Aristóteles afirma que a técnica mostra a potência do homem. Este possui múltiplos instrumentos graças à polivalência da mão, “um instrumento que substitui os outros. É ao ser capaz de adquirir o maior número de técnicas que a natureza deu a mão, o instrumento mais útil. Erra quem diz que o homem é menos bem constituído do que os animais, porque não tem sapatos ao nascer, é nu e não tem armas de combate. Pois os animais só têm um meio de defesa e não lhes é possível mudar para fazer um outro, nunca podem retirar a armadura ao redor de seu corpo nem mudam a arma que receberam ao nascer,(...) a mão torna-se garra, serra, chifre, lança ou espada, ou qualquer outro instrumento. Ela pode tudo pegar e tudo manter”. (Partes dos Animais, 687 b).

Instrumento que produz instrumentos, a mão revela a inteligência humana. Ser homem é ser capaz de adquirir técnicas permitindo a adaptação ao meio natural. São estudados macacos que produzem bastões para apanhar coisas. Mas aquela técnica não entra numa cadeia operacional, como ocorre entre os humanos. O instrumento implica potências intelectuais e lingüísticas desenvolvidas. Como diz A. Leroi-Gourhan, a palavra foi liberada pela mão. Esta última resulta de toda uma mudança técnica no corpo humano: a postura ereta, conquista de milênios e milênios, permitiu diminuir o queixo e aumentar a caixa craniana. Da nova postura nasceu o olhar à distância, as mãos se liberam num sistema novo que permite à boca produzir sons ressoando as batidas dos instrumentos de percussão, dando-nos o sentido do tempo, além do espaço. A fala nasce como garra invisível que prende o espaço e instaura o tempo.

A técnica permite ao corpo humano transformado, com fala e mãos, recuar diante da realidade. O animal está imerso no meio natural. O homem representa a natureza e figura cada objeto em sua fala e consciência. Recordemos a tese de Leibniz: os animais percebem e o homem percebe a si mesmo. Segundo Leroi-Gourhan, a formação do homem e da técnica ocorre num processo simbiótico: não sabemos se o homem produz ou é produzido pela técnica. A técnica é tendência universal no processo evolutivo do homem, uma solução zoológica da nossa espécie na luta contra a natureza. Antropogênese é tecnogênese. "A aparição do homem é a aparição da técnica. O instrumento, a técnica, inventam o homem”. A mão pede o instrumento, uma prótese. O "gesto", por sua vez, induz a fala. "O instrumento para a mão e a linguagem para a face são os dois polos do mesmo dispositivo”.

SUAS TAREFAS:
**A.** Liste todos os objetos em que a mão pode se tornar, segundo a citação de Aristóteles no texto sobre a técnica e a mão.
**B.** Devolva o trecho do texto sobre a técnica e a mão que vai de "Instrumento que produz" até "instaura o tempo.", inclusive.

ENTRADAS FORNECIDAS:
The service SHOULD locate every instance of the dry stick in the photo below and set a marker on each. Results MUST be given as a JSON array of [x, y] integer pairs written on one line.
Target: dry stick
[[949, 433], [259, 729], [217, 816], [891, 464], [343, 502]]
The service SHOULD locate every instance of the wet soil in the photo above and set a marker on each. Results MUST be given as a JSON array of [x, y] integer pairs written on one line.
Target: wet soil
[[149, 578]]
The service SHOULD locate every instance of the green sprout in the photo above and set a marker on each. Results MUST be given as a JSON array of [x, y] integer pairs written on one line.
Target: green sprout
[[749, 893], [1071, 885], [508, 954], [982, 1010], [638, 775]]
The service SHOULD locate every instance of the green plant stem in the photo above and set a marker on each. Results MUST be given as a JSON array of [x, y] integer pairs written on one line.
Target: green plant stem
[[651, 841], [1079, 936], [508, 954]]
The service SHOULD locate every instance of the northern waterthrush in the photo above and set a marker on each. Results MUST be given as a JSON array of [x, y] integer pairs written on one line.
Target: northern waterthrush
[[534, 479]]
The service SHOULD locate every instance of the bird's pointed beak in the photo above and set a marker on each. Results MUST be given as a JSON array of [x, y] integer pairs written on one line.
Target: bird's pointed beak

RESPOSTAS:
**A.** garra, serra, chifre, lança, espada

**B.**
Instrumento que produz instrumentos, a mão revela a inteligência humana. Ser homem é ser capaz de adquirir técnicas permitindo a adaptação ao meio natural. São estudados macacos que produzem bastões para apanhar coisas. Mas aquela técnica não entra numa cadeia operacional, como ocorre entre os humanos. O instrumento implica potências intelectuais e lingüísticas desenvolvidas. Como diz A. Leroi-Gourhan, a palavra foi liberada pela mão. Esta última resulta de toda uma mudança técnica no corpo humano: a postura ereta, conquista de milênios e milênios, permitiu diminuir o queixo e aumentar a caixa craniana. Da nova postura nasceu o olhar à distância, as mãos se liberam num sistema novo que permite à boca produzir sons ressoando as batidas dos instrumentos de percussão, dando-nos o sentido do tempo, além do espaço. A fala nasce como garra invisível que prende o espaço e instaura o tempo.